Task:
State how many lines of the records below contain the string "crossbar". Case counts. Give only the number.

Records from a dataset:
########################################

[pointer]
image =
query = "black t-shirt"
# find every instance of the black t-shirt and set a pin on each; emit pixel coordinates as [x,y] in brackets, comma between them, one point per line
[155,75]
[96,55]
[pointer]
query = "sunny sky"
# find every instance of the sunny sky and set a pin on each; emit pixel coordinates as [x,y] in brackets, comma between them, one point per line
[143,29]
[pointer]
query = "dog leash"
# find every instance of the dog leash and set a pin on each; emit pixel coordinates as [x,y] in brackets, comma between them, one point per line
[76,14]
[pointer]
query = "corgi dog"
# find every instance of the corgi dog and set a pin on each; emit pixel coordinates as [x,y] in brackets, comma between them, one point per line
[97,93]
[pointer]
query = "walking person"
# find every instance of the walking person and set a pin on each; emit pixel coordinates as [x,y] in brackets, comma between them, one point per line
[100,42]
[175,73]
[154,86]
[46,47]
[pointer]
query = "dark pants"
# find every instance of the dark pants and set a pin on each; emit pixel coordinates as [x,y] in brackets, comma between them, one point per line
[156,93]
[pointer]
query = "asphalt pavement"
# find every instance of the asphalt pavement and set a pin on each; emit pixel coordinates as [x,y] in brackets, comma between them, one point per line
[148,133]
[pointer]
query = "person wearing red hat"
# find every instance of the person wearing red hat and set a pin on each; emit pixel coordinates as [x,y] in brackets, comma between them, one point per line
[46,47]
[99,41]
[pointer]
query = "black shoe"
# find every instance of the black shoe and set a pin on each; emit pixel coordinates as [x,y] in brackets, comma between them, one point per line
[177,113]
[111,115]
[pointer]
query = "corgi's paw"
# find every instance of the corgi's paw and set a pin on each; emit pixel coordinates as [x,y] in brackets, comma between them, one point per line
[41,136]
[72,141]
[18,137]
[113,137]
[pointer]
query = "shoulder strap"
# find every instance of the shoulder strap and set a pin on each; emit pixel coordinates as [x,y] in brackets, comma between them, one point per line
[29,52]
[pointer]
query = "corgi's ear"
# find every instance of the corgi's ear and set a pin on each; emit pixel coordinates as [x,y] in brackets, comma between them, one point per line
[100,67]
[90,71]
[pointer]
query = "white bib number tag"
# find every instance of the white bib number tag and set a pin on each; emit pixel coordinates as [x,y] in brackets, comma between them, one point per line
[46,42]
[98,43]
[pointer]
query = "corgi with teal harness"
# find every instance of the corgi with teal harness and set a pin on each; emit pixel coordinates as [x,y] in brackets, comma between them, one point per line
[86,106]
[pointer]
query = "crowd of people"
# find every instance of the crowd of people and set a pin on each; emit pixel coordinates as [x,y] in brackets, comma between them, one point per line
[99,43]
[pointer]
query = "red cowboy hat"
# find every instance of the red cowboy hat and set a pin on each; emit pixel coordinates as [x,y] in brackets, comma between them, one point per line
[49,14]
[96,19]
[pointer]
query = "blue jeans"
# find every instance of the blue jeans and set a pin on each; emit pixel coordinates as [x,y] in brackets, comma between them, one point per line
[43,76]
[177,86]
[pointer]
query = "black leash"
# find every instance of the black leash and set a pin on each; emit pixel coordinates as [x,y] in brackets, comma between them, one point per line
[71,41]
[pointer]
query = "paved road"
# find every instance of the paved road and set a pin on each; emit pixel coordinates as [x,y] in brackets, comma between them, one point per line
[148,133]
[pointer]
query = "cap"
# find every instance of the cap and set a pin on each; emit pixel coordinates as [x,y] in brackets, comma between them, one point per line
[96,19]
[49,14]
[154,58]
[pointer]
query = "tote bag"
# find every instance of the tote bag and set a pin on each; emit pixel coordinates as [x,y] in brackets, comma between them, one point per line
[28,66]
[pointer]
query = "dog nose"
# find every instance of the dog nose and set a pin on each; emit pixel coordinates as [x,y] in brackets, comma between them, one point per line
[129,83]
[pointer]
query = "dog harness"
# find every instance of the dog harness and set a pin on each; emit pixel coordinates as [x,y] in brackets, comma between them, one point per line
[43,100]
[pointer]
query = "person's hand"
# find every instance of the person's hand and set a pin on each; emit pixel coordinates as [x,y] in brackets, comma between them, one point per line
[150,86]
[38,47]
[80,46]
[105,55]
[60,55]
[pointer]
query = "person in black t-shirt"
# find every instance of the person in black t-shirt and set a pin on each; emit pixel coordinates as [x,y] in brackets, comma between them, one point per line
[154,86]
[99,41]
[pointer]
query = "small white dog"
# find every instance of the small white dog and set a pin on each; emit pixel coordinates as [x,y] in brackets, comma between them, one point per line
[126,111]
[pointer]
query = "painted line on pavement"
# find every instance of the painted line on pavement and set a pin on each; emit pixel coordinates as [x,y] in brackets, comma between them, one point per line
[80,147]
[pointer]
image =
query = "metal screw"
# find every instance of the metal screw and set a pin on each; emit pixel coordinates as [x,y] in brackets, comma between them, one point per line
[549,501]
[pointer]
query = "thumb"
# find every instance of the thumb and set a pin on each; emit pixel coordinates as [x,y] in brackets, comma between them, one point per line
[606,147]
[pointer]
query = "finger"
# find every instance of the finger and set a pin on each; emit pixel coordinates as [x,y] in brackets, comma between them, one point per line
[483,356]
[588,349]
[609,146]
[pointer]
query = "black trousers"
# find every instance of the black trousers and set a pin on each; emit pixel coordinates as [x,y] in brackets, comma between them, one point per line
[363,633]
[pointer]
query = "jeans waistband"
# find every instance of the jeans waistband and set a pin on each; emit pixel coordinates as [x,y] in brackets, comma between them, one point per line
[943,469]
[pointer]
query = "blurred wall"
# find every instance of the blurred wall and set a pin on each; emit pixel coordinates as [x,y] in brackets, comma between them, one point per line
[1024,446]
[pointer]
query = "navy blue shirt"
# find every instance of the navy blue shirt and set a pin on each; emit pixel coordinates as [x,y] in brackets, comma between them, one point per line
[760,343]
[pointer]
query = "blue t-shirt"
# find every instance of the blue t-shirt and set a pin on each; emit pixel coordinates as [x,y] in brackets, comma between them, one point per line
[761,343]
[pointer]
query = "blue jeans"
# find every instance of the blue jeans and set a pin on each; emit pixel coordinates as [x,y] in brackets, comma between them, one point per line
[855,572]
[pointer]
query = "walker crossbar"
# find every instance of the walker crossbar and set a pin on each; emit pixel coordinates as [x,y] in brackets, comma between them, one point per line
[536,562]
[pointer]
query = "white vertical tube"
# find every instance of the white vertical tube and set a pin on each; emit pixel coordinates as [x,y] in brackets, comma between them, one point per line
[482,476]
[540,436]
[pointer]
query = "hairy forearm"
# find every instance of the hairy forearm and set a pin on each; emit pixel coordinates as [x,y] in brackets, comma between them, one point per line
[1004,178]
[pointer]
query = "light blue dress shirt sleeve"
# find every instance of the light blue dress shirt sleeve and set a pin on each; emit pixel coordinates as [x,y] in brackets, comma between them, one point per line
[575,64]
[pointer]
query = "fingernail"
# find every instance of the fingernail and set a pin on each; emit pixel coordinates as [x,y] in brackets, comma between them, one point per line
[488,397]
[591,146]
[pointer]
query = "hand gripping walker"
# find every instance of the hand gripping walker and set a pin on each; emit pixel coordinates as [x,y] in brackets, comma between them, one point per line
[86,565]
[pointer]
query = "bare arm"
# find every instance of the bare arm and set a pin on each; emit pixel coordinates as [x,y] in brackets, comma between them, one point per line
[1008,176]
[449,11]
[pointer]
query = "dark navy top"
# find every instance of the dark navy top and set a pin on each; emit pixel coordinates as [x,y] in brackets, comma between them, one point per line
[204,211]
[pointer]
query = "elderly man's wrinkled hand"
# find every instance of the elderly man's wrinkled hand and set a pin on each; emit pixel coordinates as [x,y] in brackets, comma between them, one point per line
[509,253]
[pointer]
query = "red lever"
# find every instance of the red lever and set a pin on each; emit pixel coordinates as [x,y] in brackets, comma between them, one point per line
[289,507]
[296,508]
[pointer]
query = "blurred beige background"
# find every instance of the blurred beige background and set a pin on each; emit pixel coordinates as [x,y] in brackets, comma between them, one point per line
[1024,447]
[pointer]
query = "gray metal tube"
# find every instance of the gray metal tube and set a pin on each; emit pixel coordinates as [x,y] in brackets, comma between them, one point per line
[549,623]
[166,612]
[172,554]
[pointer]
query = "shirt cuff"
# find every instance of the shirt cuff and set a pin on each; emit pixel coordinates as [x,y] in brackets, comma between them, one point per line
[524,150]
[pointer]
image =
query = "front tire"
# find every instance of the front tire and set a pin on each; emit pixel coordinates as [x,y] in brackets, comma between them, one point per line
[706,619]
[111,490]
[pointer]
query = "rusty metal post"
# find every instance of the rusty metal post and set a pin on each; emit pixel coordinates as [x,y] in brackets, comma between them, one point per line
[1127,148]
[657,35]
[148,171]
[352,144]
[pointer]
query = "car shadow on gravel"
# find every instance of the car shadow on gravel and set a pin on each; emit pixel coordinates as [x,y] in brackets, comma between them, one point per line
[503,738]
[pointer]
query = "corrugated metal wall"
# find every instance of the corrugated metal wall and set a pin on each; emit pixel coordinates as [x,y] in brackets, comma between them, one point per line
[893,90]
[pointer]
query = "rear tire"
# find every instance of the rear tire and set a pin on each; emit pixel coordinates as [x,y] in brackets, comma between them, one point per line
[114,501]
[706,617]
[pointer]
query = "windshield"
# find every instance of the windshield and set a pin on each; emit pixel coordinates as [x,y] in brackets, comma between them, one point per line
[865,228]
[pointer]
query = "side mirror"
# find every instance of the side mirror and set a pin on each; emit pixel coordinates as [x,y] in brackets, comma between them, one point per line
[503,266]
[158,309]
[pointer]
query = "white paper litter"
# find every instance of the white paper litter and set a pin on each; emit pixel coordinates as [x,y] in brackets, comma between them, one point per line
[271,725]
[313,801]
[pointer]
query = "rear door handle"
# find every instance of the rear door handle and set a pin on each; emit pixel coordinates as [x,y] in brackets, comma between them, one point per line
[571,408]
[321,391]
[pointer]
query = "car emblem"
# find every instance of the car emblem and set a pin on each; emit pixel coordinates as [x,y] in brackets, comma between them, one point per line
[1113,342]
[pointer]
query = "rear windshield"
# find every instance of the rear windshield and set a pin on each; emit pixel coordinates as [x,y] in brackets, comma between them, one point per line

########################################

Exercise result:
2